**What you will do:**
According to the summary of the GS Chapter 122F provisions below, which section prevents conflicts of interest?
===== Selected passage =====
Designates the specified NCGA committees as those having oversight over the Agency in GS 122F-18. Requires the Agency to submit a comprehensive annual report of its activities to the specified NCGA committees and the Fiscal Research Division, as specified. Requires the Agency to be audited annually. Specifies that no member or other officer of the Agency is subject to any personal liability or accountability by reason of his execution of any obligations or the issuance thereof in GS 122F-19. Authorizes the Agency to accept appropriated moneys as specified, in GS 122F-20. Specifies, in GS 122F-21, that the Agency is not required to pay any tax or assessments on its property and that any obligations issued by the Agency under GS Chapter 122F are also free from taxation. Prevents conflicts of interest, as described, in GS 122F-22. Specifies, in GS 122F-23, that the provisions of GS Chapter 122F are in addition to existing powers conferred by other laws, except that the issuance of bonds or notes need not comply with the requirements of any other law applicable to the issuance of bonds or notes. Provides for liberal construction of GS Chapter 122F and that the chapter prevails over any inconsistent general or special laws.
===== Data records =====
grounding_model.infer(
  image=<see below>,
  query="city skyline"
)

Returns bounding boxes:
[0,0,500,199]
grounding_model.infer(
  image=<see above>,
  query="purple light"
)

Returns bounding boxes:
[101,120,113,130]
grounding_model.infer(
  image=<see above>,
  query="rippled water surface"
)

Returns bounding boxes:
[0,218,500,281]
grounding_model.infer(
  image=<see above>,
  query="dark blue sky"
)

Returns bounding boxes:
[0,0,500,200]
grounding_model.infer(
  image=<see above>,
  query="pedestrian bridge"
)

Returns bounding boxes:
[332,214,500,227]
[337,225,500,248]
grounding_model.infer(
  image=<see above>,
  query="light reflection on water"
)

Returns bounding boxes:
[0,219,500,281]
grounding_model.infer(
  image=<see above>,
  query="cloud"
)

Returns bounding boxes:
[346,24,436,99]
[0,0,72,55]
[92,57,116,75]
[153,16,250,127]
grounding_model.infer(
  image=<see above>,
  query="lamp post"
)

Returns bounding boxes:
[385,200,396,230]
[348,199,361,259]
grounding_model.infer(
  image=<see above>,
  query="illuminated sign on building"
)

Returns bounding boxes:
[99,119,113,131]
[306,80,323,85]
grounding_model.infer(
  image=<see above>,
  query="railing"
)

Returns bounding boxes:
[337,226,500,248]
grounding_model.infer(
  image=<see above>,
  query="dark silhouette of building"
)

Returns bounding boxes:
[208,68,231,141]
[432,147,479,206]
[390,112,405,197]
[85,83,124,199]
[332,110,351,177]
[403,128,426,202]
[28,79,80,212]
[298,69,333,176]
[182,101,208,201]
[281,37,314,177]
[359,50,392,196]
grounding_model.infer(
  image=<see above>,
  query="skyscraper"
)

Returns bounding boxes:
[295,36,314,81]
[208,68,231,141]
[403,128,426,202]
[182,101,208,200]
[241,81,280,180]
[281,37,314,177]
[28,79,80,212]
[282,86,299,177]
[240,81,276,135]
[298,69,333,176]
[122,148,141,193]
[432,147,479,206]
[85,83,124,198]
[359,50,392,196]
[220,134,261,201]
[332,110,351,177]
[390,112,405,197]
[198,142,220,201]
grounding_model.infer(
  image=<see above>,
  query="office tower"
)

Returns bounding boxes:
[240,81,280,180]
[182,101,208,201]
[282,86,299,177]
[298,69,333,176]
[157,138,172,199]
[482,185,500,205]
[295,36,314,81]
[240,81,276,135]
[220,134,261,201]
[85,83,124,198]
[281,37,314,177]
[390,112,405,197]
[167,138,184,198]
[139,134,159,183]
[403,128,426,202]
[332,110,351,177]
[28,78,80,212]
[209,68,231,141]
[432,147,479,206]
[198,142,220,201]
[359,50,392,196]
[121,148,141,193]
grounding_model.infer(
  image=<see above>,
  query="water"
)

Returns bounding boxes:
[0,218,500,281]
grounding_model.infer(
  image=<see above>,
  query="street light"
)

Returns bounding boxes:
=====
**Completed task:**
GS 122F-22